- [GIVEN EXERCISE]
Pictures are not part of the copy; repeat everything else in the records exactly.

- [MATERIAL SUPPLIED]
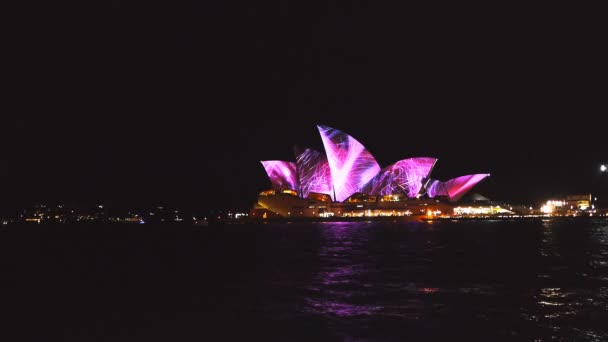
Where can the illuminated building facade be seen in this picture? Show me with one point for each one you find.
(347, 181)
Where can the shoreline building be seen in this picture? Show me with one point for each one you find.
(347, 182)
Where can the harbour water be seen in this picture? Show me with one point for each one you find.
(535, 280)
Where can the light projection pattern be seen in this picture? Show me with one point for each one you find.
(436, 188)
(351, 165)
(282, 174)
(404, 176)
(313, 172)
(455, 188)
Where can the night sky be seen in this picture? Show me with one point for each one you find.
(135, 104)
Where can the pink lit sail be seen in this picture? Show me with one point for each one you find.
(436, 188)
(404, 176)
(351, 165)
(459, 186)
(282, 174)
(313, 172)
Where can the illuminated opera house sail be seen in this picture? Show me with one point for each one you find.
(347, 181)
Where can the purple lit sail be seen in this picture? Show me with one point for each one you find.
(436, 188)
(404, 176)
(459, 186)
(313, 172)
(351, 165)
(282, 174)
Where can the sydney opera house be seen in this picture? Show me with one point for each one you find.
(347, 181)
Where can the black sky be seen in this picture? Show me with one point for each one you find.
(141, 103)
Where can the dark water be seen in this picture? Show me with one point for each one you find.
(471, 281)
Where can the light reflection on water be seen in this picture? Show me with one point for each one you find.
(539, 280)
(533, 281)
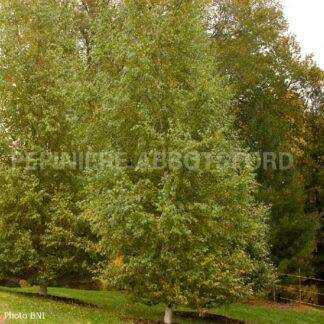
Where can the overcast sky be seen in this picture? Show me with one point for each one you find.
(306, 20)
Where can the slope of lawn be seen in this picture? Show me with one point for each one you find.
(113, 308)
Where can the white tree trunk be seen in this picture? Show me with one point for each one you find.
(43, 290)
(168, 314)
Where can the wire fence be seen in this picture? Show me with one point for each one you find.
(297, 292)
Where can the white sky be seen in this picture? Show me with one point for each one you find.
(306, 20)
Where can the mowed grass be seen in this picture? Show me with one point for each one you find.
(114, 308)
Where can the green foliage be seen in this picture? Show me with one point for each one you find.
(171, 234)
(254, 51)
(42, 237)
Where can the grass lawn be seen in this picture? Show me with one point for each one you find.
(113, 307)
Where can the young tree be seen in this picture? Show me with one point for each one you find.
(255, 52)
(42, 236)
(174, 232)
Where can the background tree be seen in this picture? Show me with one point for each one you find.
(42, 236)
(172, 234)
(255, 52)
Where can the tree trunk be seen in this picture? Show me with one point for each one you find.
(43, 290)
(168, 314)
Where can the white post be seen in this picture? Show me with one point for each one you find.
(168, 314)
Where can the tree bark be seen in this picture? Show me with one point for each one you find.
(168, 314)
(43, 290)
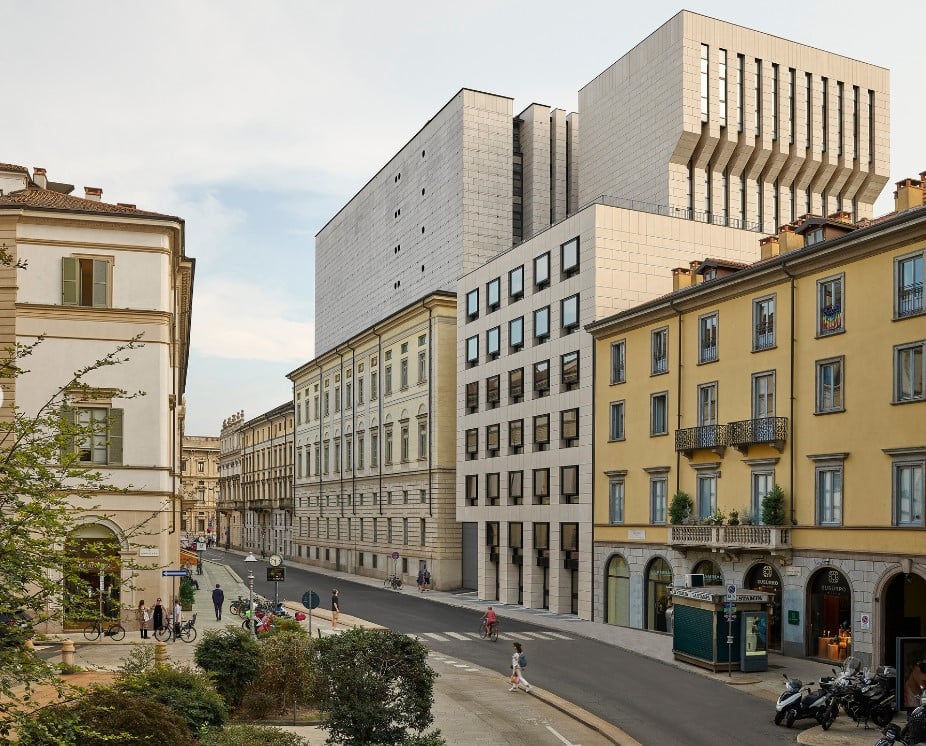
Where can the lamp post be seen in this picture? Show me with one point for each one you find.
(251, 620)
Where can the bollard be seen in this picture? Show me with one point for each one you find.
(67, 654)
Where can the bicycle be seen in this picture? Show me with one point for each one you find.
(168, 631)
(489, 631)
(95, 630)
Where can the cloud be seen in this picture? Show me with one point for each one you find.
(236, 320)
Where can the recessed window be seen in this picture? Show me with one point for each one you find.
(516, 333)
(569, 313)
(569, 252)
(493, 293)
(542, 271)
(516, 283)
(542, 324)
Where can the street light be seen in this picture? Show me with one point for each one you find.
(251, 620)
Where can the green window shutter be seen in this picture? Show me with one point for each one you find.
(115, 436)
(100, 283)
(68, 444)
(70, 288)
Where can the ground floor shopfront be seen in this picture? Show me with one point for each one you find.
(822, 607)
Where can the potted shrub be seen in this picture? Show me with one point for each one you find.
(773, 507)
(680, 508)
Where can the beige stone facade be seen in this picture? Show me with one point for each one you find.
(736, 126)
(199, 482)
(136, 282)
(375, 449)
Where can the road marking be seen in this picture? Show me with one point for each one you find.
(560, 737)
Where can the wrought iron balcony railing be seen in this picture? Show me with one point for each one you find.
(771, 430)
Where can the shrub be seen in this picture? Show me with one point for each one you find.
(101, 717)
(184, 690)
(249, 735)
(680, 508)
(773, 507)
(233, 659)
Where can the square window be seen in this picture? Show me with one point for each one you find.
(569, 312)
(569, 253)
(830, 386)
(542, 271)
(909, 372)
(618, 361)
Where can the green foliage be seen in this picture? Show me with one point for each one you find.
(680, 508)
(183, 689)
(251, 735)
(373, 687)
(104, 716)
(233, 659)
(773, 507)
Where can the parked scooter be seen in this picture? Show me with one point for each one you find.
(793, 704)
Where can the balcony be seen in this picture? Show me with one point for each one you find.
(707, 437)
(766, 430)
(731, 539)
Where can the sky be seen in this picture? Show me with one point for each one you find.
(257, 121)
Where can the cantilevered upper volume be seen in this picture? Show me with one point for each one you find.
(741, 127)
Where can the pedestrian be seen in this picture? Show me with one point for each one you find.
(518, 663)
(158, 616)
(335, 607)
(143, 618)
(178, 618)
(218, 598)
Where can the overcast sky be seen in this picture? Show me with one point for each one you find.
(257, 121)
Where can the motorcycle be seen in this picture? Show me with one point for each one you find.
(793, 704)
(913, 733)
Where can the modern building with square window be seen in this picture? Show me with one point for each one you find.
(93, 277)
(815, 384)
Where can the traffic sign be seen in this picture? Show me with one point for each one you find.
(310, 600)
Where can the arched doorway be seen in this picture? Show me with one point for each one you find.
(830, 615)
(658, 580)
(94, 574)
(903, 613)
(617, 592)
(764, 577)
(711, 571)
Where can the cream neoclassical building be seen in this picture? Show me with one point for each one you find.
(375, 427)
(97, 276)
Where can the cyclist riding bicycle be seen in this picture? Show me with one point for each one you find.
(490, 621)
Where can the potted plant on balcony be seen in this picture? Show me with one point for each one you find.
(773, 507)
(680, 508)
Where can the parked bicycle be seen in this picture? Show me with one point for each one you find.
(95, 630)
(168, 631)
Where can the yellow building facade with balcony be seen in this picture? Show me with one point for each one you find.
(803, 371)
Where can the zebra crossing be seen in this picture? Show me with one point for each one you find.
(514, 636)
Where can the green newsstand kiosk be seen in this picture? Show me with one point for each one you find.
(704, 621)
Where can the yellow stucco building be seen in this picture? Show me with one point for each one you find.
(804, 370)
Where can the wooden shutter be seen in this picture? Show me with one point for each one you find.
(100, 283)
(70, 288)
(115, 436)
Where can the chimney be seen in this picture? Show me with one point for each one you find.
(769, 247)
(788, 240)
(909, 193)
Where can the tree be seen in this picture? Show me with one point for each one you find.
(374, 687)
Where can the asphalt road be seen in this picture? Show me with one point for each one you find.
(654, 702)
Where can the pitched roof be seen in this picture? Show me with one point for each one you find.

- [WRITTEN RESPONSE]
Where can the illuminated building facade be seen in this picture? Show me with one point for each one you find.
(347, 181)
Where can the shoreline building be seen in this picture? Show me with one point for each one you find.
(347, 182)
Where can the harbour water be seen in this picture? Show me with one point for each one you find.
(535, 280)
Where can the light projection pattern be seen in this picture? Show me with one point for each one you find.
(436, 188)
(351, 165)
(282, 174)
(404, 176)
(313, 172)
(455, 188)
Where can the night sky be seen in this picture? Show me with one point for each one you find.
(135, 104)
Where can the pink lit sail be seen in this picture? Show me with one point for each one you find.
(436, 188)
(404, 176)
(351, 165)
(459, 186)
(282, 174)
(313, 172)
Where can the illuminated opera house sail be seen in this picture? Show me with one point for each one you find.
(347, 181)
Where can the purple lit sail be seen in this picture? Show me with one point for each one you find.
(436, 188)
(404, 176)
(459, 186)
(313, 172)
(351, 165)
(282, 174)
Where can the sydney opera house be seen in this picture? Show me with one point for each one you find.
(347, 181)
Where can the black sky be seen in this picture? Show me with one point for each one you find.
(141, 103)
Where can the dark water be seen in this picture? Show me with one point for each one you find.
(471, 281)
Where can the light reflection on water be seen in this picture? Show me with one point for each one you find.
(539, 280)
(533, 281)
Where can the overcast sky be seen in this picture? Show me with one point for each one you find.
(306, 20)
Where can the slope of lawn be seen in this picture? Show me with one point for each one you find.
(113, 308)
Where can the white tree trunk be seen in this picture? Show me with one point for each one you find.
(43, 290)
(168, 314)
Where can the wire fence be seen in this picture? Show me with one point for each one you find.
(297, 292)
Where can the white sky be seen in this picture? Show me with one point for each one you find.
(306, 20)
Where can the mowed grass be seen in this picture? Show me with one point for each one you find.
(114, 308)
Where can the green foliage be seen in this picture? Show me with one point for each one you find.
(171, 234)
(254, 51)
(42, 237)
Where can the grass lawn be seen in this picture? Show me with one point for each one you find.
(113, 307)
Where can the young tree be seen in this picture? Show me with one point for each one you find.
(255, 52)
(42, 236)
(174, 232)
Where can the background tree be seen in this picture? Show me with one point for each one you find.
(42, 236)
(172, 234)
(255, 52)
Where can the tree trunk be seen in this picture? Show me with one point for each one you find.
(43, 290)
(168, 314)
Where can the white post be seen in this picture? Show me with one point for each one you find.
(168, 314)
Where can the tree bark be seen in this picture? Show me with one point for each one you find.
(168, 314)
(43, 290)
Where can the lamp post be seen in this picture? Show me with one point for each one you find.
(251, 620)
Where can the bollard be seen in this picture? Show me with one point for each one you find.
(67, 654)
Where can the bicycle be seen in this picture? Show me with one point for each one you find.
(168, 631)
(489, 631)
(95, 630)
Where can the cloud be seen in this picture? Show me with one point for each one you find.
(236, 320)
Where can the recessed window be seen in this picture? Show me with one point for each one you find.
(516, 333)
(569, 313)
(569, 252)
(493, 293)
(542, 271)
(516, 283)
(542, 324)
Where can the street light be seen in this picture? Show me with one point for each one you find.
(251, 620)
Where can the green window shutter be seen in this picture? Show me with one point for each one you find.
(115, 436)
(100, 283)
(68, 444)
(70, 288)
Where can the ground floor shopfront be seen in this picture? Show me with one point for each one you find.
(822, 607)
Where can the potted shrub be seen in this picture? Show me with one point for each one you find.
(773, 507)
(680, 508)
Where can the beige stone facade be seen in this picture? Show me with one point for each one you find.
(736, 126)
(199, 482)
(136, 282)
(375, 449)
Where can the road marking be seen in this picture? Show me with one point for each one you find.
(560, 737)
Where can the wrought iron balcony railing be seen in this picture? Show me with one point for each one you find.
(771, 430)
Where can the shrub be seen in this picture? Show me with one point for each one you find.
(101, 717)
(184, 690)
(249, 735)
(680, 508)
(773, 507)
(233, 659)
Where can the square window be seen in this picture? Show me with one point for each one you find.
(569, 312)
(569, 253)
(830, 386)
(542, 271)
(909, 372)
(618, 361)
Where can the green foliage be seen in this picture? Show me with one point for each one you find.
(680, 508)
(183, 689)
(251, 735)
(373, 687)
(104, 716)
(233, 659)
(773, 507)
Where can the parked scooter be seen in this picture? Show me with one point for each one you find.
(793, 704)
Where can the balcony be seen in this picture? Show me with one point for each one you find.
(707, 437)
(766, 430)
(731, 539)
Where can the sky be seen in this picture? Show me with one point for each one you find.
(257, 121)
Where can the cantilevered upper volume be seen in this picture? Show me with one point for each one you find.
(741, 127)
Where can the pedestrian be seen in this picture? Show me with one point for each one you find.
(518, 663)
(158, 616)
(335, 607)
(143, 618)
(178, 618)
(218, 598)
Where can the overcast sky be seen in this picture? Show me with one point for each one you find.
(257, 121)
Where can the motorcycle be seen in this picture? Show me with one point for each one you find.
(793, 704)
(913, 733)
Where can the modern building with square window be seen in this picture? Show me with one point for each one you find.
(93, 277)
(815, 384)
Where can the traffic sign be seen in this picture? Show me with one point for each one you find.
(310, 600)
Where can the arched doorway be seen in this picture? Show me with one point for each one you find.
(830, 615)
(658, 580)
(94, 574)
(903, 613)
(617, 592)
(764, 577)
(711, 571)
Where can the cream neoclassical building be seen in this picture? Show me with one point for each one you find.
(375, 427)
(97, 276)
Where can the cyclist riding bicycle be seen in this picture? Show me with one point for each one you find.
(490, 621)
Where can the potted plant on balcony be seen in this picture? Show me with one point for each one you find.
(773, 507)
(680, 508)
Where can the parked bicycle be seen in this picture? Show me with one point for each one you find.
(95, 630)
(168, 631)
Where can the yellow building facade with balcony be seen in this picture? Show me with one point for each one you find.
(803, 371)
Where can the zebra crossing be seen in this picture? Show me with one point for each one you find.
(514, 636)
Where can the green newsstand kiosk be seen in this picture? Show me with one point for each one you find.
(704, 621)
Where can the yellow stucco building be seen in this picture? Show me with one point for each one you find.
(804, 370)
Where can the wooden shutter be seen in this picture? Show me with one point for each one you find.
(100, 283)
(70, 288)
(115, 436)
Where can the chimney be seen in this picture? Show me with one point for each one you find.
(769, 247)
(788, 240)
(909, 193)
Where can the tree be seen in this picture? Show me with one point for each one you find.
(374, 687)
Where can the asphalt road be seen in this picture? Show me with one point for each one you find.
(654, 702)
Where can the pitched roof be seen in this picture? Show me with one point for each one you find.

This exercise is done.